** start **
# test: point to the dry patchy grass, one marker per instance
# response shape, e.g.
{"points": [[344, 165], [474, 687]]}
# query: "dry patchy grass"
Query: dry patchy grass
** end **
→ INSTRUCTIONS FOR THE TASK: Write out the data above line for line, with no changes.

→ RESPONSE BELOW:
# test: point to the dry patchy grass, one marker per instance
# response shape, e.g.
{"points": [[344, 165], [474, 687]]}
# query: "dry patchy grass"
Query: dry patchy grass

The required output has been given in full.